Task to carry out: Please copy the part of the entries that opens with the line containing "Where can the blurred" and closes with the line containing "column 169, row 31", substituting "dish" for every "bowl" and leaving everything else unchanged.

Information shown:
§ §
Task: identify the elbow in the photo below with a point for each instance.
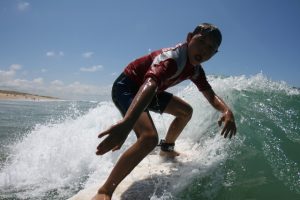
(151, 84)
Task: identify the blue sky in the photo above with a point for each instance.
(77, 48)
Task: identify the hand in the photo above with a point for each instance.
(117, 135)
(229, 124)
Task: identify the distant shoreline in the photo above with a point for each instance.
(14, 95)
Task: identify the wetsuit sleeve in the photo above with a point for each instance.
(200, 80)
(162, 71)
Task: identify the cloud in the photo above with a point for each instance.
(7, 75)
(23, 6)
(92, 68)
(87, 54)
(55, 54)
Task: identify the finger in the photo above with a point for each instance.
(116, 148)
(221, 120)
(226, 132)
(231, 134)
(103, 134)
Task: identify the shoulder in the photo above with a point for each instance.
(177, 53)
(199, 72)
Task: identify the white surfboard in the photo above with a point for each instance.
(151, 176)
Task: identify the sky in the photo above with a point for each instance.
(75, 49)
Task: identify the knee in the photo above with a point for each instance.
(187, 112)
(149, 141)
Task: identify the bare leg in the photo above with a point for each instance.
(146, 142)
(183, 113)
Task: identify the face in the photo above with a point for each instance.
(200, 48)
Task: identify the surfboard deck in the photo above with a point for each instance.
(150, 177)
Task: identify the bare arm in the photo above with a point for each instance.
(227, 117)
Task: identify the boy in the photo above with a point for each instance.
§ §
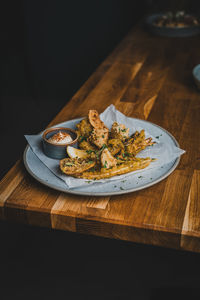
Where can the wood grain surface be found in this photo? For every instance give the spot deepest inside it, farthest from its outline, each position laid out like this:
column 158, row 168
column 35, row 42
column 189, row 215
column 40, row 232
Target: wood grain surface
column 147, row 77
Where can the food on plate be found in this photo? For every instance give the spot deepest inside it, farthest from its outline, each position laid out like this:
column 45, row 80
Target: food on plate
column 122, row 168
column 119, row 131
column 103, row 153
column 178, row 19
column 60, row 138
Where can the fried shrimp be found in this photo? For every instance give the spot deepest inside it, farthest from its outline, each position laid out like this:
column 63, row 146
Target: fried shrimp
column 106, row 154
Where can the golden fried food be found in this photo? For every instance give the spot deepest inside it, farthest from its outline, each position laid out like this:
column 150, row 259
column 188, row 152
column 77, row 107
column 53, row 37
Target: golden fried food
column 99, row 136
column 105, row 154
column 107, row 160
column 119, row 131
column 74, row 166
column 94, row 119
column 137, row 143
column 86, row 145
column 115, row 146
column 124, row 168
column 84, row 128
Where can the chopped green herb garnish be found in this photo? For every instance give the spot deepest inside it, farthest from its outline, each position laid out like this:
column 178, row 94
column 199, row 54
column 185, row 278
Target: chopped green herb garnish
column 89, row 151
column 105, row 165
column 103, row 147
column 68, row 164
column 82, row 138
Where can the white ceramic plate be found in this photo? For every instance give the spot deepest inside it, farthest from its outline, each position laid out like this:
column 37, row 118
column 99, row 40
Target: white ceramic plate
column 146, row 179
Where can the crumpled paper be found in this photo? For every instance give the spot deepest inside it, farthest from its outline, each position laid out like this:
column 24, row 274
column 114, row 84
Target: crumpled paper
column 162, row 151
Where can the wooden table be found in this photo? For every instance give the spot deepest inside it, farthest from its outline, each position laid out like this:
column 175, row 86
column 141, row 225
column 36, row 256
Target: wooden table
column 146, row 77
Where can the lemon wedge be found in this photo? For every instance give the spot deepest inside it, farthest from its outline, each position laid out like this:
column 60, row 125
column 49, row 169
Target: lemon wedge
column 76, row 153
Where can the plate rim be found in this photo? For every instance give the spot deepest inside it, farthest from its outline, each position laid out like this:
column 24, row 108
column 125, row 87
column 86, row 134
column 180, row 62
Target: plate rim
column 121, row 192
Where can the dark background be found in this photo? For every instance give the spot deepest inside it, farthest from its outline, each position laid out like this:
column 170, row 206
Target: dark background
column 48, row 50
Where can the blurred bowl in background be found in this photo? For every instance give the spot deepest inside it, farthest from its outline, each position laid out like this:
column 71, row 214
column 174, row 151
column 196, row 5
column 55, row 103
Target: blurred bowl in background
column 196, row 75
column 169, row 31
§ §
Exercise solution:
Where can the blurred dish in background be found in this photo? For every instance give the spot deepest inside it, farthest from its outline, each position laid out like this:
column 71, row 214
column 174, row 151
column 196, row 5
column 55, row 103
Target: blurred dish in background
column 196, row 75
column 169, row 31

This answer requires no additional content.